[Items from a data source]

========================

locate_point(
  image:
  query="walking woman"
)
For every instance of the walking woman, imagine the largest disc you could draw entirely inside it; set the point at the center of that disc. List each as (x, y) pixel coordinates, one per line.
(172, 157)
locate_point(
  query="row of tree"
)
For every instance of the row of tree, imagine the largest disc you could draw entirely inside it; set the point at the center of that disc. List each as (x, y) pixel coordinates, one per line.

========================

• [Given exercise] Copy out every line of the entries above, requests included. In each answer, multiply every pixel coordinate by 2.05 and round the result to a whole number, rounding halves up.

• [Written solution]
locate_point(
  image:
  query="walking woman"
)
For every instance of the walking woman, imagine the largest disc you could draw entirely inside it; set the point at the center of that disc. List each as (x, y) pixel coordinates, one per line.
(353, 322)
locate_point(
  query="row of tree"
)
For every instance of the row of tree, imagine the largest disc you could draw entirely inside it; set the point at the center of that disc. List each as (x, y) pixel coordinates, one per line.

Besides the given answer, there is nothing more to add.